The most expensive diseases
New report reveals costliest conditions
Health costs have run amok in the U.S.
General Motors pays more on health care than steel. A Harvard study indicated that half of personal bankruptcies in the U.S. are health related. Even as the ranks of uninsured Americans are swelling, Americans' $1.7 trillion annual doctor bill continues to grow by at least 7 percent each year. What, exactly, are Americans paying for?
To find out, we decided to look at which diseases are costing the system the most money and which ailments had the most skyrocketing health costs.
This itemized version of the U.S.' health bill is based on data provided by the Agency for Health Care Research and Quality, a U.S. government outfit charged with figuring out where Americans' health care dollars are going. AHRQ conducts an annual survey of medical expenditures, including both government spending, such as Medicare, and private spending by insurance companies.
Joel Cohen, a researcher at the agency, helped us drill into the agency's database, providing a clearer picture of the makeup of broad categories such as "heart conditions." We also looked at what diseases and their related treatments, such as high cholesterol and anxiety, were causing the biggest cost runups.
Real reasons behind price hikes
The data tell a story that backs up some of the most important conclusions in health research. First, as much as groups like AARP like to complain about how the price of brand name drugs outpaces inflation, price increases aren't the main thing eating our money. Of the ten fastest-growing diseases identified from the AHRQ data and ranked by percentage increase in cost, only one — hemorrhoids — was caused by an apparent increase in the cost of care per patient. Instead, the overall tab rose because more and more people were diagnosed with a disease such as acid reflux, not because the treatment got pricier.
********
▶ Problem description: In the article on the costliest diseases, which of the ten fastest-growing diseases grew in cost because of an apparent rise in the cost of care per patient? The listing that comes next has nothing to do with the article.

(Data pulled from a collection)
********
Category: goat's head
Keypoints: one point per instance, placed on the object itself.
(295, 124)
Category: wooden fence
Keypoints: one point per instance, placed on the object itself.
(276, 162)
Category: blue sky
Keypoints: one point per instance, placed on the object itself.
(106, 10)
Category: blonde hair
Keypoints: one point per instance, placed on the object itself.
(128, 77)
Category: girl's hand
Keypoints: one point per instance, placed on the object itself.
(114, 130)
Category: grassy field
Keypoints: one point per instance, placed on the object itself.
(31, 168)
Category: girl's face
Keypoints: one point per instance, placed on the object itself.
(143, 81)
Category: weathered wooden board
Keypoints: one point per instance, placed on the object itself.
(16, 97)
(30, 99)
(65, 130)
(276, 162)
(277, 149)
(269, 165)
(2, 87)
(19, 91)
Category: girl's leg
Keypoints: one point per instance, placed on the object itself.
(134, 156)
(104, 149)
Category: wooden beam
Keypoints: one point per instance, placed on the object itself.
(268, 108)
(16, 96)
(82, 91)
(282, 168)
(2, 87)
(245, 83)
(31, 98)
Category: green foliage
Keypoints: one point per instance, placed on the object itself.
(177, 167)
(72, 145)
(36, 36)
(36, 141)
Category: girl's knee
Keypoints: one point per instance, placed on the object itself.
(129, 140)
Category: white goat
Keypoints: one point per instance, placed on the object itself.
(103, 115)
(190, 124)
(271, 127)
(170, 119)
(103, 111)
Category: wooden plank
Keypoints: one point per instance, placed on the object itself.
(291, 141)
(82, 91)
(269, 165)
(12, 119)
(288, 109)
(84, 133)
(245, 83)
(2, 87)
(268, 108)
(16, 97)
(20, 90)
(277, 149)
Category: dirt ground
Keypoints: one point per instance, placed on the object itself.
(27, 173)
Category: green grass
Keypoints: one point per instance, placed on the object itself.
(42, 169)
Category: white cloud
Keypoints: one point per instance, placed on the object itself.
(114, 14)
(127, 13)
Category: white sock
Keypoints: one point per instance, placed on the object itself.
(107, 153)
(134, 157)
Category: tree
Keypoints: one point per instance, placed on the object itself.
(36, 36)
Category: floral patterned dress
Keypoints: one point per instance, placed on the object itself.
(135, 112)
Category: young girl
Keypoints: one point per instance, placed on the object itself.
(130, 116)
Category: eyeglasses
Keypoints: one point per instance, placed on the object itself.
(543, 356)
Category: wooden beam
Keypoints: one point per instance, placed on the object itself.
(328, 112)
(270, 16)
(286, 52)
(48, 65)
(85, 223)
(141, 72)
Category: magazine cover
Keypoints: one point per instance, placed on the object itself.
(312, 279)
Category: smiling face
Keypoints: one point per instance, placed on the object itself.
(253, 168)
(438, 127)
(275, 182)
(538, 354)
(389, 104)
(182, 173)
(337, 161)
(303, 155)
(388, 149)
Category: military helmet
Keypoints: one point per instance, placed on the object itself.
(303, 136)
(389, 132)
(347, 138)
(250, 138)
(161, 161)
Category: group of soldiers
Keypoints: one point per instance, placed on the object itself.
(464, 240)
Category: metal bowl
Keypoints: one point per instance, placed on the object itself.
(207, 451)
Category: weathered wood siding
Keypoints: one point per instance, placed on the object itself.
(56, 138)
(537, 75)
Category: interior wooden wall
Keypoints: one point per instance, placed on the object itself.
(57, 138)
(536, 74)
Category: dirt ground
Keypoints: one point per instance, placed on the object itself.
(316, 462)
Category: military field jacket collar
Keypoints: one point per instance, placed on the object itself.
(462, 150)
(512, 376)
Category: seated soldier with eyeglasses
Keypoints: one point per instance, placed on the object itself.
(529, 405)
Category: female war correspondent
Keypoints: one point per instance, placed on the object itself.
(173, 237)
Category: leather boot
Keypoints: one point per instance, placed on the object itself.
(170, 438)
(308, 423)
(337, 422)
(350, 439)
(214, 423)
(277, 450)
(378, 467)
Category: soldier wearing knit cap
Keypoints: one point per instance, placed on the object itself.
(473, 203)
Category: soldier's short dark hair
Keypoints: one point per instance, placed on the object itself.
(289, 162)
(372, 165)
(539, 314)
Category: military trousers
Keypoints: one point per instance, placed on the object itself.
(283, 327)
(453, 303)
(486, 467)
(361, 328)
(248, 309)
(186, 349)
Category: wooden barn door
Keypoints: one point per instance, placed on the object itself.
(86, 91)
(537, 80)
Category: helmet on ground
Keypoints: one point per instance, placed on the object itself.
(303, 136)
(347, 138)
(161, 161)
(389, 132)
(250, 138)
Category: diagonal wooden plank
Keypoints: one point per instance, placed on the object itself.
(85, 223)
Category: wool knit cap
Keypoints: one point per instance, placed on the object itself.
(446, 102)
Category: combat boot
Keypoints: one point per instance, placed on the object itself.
********
▶ Answer to the problem: Hemorrhoids